» **Task to carry out**:
Please give the number of lines in the records below where the word "side" occurs, and nothing else.

(Stored data entries)
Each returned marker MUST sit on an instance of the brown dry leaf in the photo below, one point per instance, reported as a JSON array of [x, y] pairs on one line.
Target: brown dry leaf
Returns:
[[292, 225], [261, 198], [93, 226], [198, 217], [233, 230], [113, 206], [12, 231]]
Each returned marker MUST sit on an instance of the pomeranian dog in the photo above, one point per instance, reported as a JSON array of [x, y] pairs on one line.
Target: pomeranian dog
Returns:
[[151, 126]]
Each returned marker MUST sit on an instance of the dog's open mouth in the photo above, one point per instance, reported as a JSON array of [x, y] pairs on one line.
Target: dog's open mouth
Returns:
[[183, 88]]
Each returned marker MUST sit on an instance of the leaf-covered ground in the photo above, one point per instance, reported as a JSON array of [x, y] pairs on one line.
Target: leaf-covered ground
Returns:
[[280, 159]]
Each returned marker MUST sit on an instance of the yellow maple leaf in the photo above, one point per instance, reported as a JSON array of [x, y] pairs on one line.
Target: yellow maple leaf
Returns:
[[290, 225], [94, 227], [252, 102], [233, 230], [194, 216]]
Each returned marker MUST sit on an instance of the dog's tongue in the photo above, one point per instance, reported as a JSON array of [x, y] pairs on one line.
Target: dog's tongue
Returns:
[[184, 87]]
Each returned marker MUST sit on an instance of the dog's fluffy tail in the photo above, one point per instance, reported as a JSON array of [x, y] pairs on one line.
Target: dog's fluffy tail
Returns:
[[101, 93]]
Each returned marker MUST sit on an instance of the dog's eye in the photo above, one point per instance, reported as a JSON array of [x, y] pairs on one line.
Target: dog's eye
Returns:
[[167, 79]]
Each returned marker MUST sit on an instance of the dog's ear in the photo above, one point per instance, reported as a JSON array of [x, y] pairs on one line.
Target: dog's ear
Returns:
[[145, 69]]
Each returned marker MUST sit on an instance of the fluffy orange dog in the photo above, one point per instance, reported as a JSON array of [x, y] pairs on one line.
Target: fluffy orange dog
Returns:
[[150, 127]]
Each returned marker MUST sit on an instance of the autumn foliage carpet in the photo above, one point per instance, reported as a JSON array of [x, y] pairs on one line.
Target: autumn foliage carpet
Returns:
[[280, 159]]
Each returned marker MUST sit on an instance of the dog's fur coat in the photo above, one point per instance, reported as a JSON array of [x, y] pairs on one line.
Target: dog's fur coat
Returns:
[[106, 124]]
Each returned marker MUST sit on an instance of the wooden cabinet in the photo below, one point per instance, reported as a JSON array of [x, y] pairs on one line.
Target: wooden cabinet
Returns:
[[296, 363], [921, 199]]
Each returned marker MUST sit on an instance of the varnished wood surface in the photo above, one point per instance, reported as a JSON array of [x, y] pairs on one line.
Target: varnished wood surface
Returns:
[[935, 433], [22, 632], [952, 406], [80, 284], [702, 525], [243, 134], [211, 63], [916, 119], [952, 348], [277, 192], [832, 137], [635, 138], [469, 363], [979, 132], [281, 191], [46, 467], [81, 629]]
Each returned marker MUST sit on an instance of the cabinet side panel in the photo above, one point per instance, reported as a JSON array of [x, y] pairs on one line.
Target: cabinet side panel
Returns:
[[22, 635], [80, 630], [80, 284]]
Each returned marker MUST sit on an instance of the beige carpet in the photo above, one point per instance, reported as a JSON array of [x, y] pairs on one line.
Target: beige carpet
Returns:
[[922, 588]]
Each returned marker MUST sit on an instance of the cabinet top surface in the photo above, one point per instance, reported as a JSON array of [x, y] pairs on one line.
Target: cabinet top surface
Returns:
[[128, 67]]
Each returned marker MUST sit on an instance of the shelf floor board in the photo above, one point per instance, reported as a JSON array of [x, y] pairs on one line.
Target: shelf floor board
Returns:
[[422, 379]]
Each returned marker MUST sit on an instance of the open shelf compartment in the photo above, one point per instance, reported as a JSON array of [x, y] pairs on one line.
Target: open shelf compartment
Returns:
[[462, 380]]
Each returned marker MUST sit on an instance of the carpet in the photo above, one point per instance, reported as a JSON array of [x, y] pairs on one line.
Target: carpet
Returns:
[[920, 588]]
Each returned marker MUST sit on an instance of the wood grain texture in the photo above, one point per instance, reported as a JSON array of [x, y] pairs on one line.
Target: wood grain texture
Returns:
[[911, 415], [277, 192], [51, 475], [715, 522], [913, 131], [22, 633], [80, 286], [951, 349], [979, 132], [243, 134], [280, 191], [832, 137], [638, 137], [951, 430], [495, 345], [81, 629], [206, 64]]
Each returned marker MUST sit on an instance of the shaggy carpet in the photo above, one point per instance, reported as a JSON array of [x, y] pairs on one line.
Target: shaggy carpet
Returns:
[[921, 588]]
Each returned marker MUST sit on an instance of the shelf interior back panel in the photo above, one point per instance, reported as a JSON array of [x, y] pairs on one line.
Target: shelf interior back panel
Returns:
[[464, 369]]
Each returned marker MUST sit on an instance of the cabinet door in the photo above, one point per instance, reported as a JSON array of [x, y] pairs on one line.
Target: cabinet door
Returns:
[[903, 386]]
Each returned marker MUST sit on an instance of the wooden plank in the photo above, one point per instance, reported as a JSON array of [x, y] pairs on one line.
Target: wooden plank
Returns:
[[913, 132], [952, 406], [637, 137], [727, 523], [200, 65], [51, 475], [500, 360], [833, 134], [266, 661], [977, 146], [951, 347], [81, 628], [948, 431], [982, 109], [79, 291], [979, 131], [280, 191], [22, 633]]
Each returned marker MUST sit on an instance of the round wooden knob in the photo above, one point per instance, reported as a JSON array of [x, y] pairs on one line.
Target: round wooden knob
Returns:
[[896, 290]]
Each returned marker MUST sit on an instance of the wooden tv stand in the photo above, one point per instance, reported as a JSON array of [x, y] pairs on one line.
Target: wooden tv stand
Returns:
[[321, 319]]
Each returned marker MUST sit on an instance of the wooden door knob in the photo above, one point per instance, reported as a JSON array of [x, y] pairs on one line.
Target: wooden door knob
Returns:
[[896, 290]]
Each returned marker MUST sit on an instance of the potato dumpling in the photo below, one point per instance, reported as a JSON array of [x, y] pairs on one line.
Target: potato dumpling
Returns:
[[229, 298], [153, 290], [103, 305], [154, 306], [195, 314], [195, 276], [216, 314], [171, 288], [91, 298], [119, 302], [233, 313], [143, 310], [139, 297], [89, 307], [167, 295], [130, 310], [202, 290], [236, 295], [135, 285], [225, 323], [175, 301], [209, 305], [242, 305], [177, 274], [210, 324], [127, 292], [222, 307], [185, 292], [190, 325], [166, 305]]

» **Completed exercise**:
2